April 6, 2019
Luke 18:1-17
LISTEN TO HIM
We live in a world where all the energy goes into “measuring up.” Who has the most credentials, the best resume, the highest grades, the top salary and on we could go.
Meanwhile, Jesus establishes a Kingdom where all the energy goes into “measuring down.”
The world works like a kid at an amusement park standing in a roller coaster line just hoping and praying that they will measure up to the height line to be admitted to the ride.
It reminds me of a story I once heard about the pulitzer prize winning author, David McCullough. He does all his writing in a small primitive cabin that sits behind his residence at the end of a trail. As the trail ends, one comes to a gate and next to the gate is a measuring rod with a sign. The sign says you must be no taller than the mark in order to be admitted. In other words. You must measure down. (Only his grandchildren can get in.)
If there’s one consistent message in all Jesus has said thus far in this journey from Transfiguration Mountain to the Mount of Golgotha, it is this: “Measure down.” In today’s text he puts it this way:
Truly I tell you, anyone who will not receive the kingdom of God like a little child will never enter it.”
As I’ve said before, he’s not talking about becoming care-free and whimsical and full of wonder child-likeness, though that’s a good thing. No, Jesus is saying the only way you can get into my kingdom is to come in the same way a child does; with no qualifications save the one qualification of having no qualifications to commend you. In the first century children had no status or rights or regard from the society. The Pharisees, as well as Jesus disciples, routinely handled them like a bouncer would, pushing them out of the way.

> **Prompt 1**
Based on the devotional above, do the following statements agree with it? Answer yes or no for each, and quote the deciding words. (a) David McCullough does his writing in a cabin behind his residence. (b) The sign at the gate says you must be at least as tall as the mark to be admitted. (c) In the first century, children were given rights and regard by society.
> **Prompt 2**
In the devotional above, who is able to get into David McCullough's cabin?
> **Prompt 3**
Go on with the devotional above from its final sentence.

> **Supplied information**
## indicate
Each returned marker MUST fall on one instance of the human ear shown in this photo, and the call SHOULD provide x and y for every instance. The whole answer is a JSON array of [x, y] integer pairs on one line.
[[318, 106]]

> **Final result 1**
(a) Yes: "He does all his writing in a small primitive cabin that sits behind his residence at the end of a trail."
(b) No: "The sign says you must be no taller than the mark in order to be admitted."
(c) No: "In the first century children had no status or rights or regard from the society."

> **Final result 2**
Only his grandchildren.

> **Final result 3**
Jesus will not have it. Along the journey Jesus has pointed out example after example of what he’s looking for and who he’s not. The kingdom exemplars he identifies are women, widows, beggars, lepers, tax collectors, prostitutes, crippled, children, demon possessed and oppressed and so on. Today’s text is filled with it. Today it’s a powerless albeit persistent widow and a despicable, shame-filled tax collector. Contrast that with an unrighteous, dishonest, powerful judge and a meticulously careful and proud rule follower Pharisee.
I don’t know about you, but I have given much of my life to the quest of “measuring up.” I think I’m really only on the cusp of learning what it means to “measure down.” “But you are a teacher of the Word of God,” you say. And I say, “Yes, so were the Scribes and Pharisees.” My ability (or not) to teach Scripture and minister the Word of God no more qualifies me to enter God’s Kingdom than a rich person’s wealth or an important person’s status or a do-gooder’s do-gooding qualifies them.
Jesus is not telling us we have to become status-less or poor or widowed or afflicted with leprosy or a child in order to enter his kingdom. He’s saying we must become “like them” in this respect: we claim no right to anything and depend on God’s mercy for everything. To the extent we cannot become “detached” from all of our wealth and status and otherwise highly valued qualifications, we must divorce ourselves from them. (we will see that one in play tomorrow)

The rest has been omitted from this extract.